• _Point annotation dataset records_
────

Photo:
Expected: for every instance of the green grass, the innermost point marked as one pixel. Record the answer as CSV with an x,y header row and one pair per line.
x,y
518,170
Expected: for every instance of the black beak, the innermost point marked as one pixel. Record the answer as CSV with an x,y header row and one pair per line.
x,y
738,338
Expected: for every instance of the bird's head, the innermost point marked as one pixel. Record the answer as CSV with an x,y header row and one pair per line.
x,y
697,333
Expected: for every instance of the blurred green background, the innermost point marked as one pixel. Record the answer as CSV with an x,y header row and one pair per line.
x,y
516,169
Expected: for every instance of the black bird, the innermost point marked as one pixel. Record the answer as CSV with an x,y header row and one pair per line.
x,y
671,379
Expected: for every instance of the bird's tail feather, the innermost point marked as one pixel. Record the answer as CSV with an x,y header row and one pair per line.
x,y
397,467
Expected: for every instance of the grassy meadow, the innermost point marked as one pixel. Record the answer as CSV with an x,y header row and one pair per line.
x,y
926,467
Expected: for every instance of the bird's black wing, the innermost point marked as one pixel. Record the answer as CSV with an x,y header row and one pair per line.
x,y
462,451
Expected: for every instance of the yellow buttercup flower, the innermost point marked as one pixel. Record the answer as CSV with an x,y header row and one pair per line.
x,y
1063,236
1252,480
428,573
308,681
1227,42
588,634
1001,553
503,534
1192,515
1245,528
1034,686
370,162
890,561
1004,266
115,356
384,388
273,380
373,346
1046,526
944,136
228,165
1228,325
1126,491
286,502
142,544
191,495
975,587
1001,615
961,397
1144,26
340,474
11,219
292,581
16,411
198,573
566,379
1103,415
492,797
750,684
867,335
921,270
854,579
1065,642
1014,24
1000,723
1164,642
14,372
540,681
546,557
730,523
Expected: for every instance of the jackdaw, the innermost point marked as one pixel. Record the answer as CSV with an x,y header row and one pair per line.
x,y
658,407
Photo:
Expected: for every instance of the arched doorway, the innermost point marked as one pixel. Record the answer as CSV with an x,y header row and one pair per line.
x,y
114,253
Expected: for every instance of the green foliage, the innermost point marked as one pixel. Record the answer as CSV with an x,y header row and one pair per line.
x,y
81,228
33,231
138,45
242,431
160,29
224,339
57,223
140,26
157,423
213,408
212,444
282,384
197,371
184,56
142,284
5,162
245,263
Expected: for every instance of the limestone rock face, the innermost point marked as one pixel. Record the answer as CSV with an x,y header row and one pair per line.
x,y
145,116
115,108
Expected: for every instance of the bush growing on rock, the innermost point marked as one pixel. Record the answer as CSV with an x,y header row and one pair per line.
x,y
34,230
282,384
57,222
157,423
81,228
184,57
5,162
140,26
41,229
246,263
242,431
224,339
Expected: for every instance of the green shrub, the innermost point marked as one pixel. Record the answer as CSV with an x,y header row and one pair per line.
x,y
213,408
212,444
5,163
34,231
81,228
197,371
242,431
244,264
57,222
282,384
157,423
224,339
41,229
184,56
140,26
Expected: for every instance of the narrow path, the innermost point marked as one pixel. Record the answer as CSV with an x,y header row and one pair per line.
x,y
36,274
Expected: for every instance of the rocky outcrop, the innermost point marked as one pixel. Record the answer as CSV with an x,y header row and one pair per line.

────

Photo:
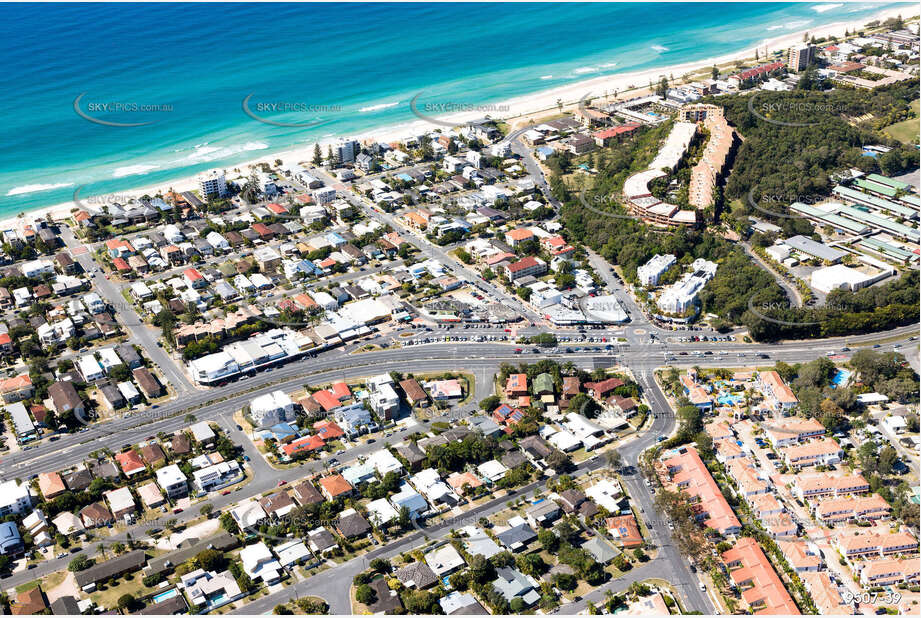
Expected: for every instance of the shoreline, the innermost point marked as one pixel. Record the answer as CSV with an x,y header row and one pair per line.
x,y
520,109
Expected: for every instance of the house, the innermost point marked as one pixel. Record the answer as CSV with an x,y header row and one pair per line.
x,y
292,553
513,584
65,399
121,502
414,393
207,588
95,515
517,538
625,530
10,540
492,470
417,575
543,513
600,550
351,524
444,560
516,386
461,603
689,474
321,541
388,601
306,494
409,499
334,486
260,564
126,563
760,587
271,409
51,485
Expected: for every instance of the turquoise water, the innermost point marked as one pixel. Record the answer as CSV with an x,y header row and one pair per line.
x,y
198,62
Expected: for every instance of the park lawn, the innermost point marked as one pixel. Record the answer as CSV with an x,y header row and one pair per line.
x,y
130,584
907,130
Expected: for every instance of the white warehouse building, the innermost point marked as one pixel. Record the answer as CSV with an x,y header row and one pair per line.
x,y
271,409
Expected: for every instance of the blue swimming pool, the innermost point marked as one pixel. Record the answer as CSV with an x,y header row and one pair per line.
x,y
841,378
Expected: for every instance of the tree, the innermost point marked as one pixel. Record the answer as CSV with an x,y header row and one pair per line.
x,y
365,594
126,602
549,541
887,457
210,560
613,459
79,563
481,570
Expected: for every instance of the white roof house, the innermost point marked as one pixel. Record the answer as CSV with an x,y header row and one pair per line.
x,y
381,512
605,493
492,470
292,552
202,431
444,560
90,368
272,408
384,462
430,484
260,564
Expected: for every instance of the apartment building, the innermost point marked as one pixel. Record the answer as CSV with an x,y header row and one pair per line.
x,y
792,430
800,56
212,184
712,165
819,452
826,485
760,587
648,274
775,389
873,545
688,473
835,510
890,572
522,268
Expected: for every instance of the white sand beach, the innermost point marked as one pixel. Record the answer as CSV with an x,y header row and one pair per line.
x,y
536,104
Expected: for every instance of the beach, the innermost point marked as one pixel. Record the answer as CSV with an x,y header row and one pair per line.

────

• _Goal of the exercise_
Count the lines in the records above that contain the string "black". Give only the number.

• _Output for this exercise_
3